## start Supplied text
I've never seen an application that would run faster in ANY database vs custom 
code.  Databases are for generic query problems...not the end-all to "store my 
data" when speed is a concern.

I've pointed out a few times on this list where people are concerned for speed 
and showed things like 30X faster using your own.  I've done network data 
acquisition like this before and I'll guarantee that you will never keep up 
with a data burst on a gigabit network.  I don't even think winpcap can do that 
let alone a database.

I don't think you need to run your trigger every minute.  Just run it every 
insert.  I think the delete will be notably faster than the insert and you 
won't notice the difference vs running every 60 seconds.

What you will want to do is only do a commit every so often...I think you 
stated you're doing a commit every packet which would be dog slow.


-----Original Message-----
From: sqlite-users-boun...@sqlite.org [mailto:sqlite-users-boun...@sqlite.org] 
On Behalf Of Hemant Shah
Sent: Thursday, September 09, 2010 8:57 AM
To: General Discussion of SQLite Database
Subject: EXTERNAL:Re: [sqlite] EXTERNAL: In memory database and locking.
## end Supplied text
## start Supplied data
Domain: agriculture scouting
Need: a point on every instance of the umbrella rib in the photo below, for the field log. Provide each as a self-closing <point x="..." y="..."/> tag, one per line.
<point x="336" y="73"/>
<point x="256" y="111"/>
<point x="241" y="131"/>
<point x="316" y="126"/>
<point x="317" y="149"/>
## end Supplied data
__Your tasks__.
1. In the email about database speed, answer the following:
(a) How much faster does the writer say things ran when people used their own code instead of a database?
(b) Instead of every minute, how often does the writer suggest running the trigger?
(c) On whose behalf was the original message sent?
2. Continue the email about database speed from where it stops.

__Expected answers__.
1.
(a) 30X faster.
(b) On every insert.
(c) Hemant Shah.

2.
How do I setup trigger to run every minute?

I thought about writing hash code, but thought sqlite or other in memory 
database would work. The in memory database seems to keep up with the in coming 
traffic. 

Hemant Shah

E-mail: hj...@yahoo.com

--- On Thu, 9/9/10, Black, Michael (IS) <michael.bla...@ngc.com> wrote:

From: Black, Michael (IS) <michael.bla...@ngc.com>
Subject: Re: [sqlite] EXTERNAL: In memory database and locking.
To: "General Discussion of SQLite Database" <sqlite-users@sqlite.org>
Date: Thursday, September 9, 2010, 7:48 AM

Have you considered doing your cleanup during a trigger?
I assume you're already using transactions for your inserts.  I wouldn't
think it would be much slower doing it every insert as you'd be deleting
a much smaller set every time.

This is really a LOT faster if you just hash your info and then
periodically walk the hash table to delete old stuff.  A database is
never going to keep up with a gigabit interface.

-----Original Message-----
From: sqlite-users-boun...@sqlite.org
[mailto:sqlite-users-boun...@sqlite.org] On Behalf Of Hemant Shah
Sent: Wednesday, September 08, 2010 10:55 PM
To: sqlite-users@sqlite.org
Subject: EXTERNAL:[sqlite] In memory database and locking.

Folks,
I am trying to write an application that reads packets from the network
and inserts it into sqlite database, I have a unique key which is
combination of couple of columns. I want to find re-transmitted packets
so I rely on the fact that if I violate unique key constraint then I
have found the duplicate packet. Also, I just want to compare it with
packets received within last minute. One of the column is timestamp.
I am using C API and statically link sqlite 3.7.2 with my application.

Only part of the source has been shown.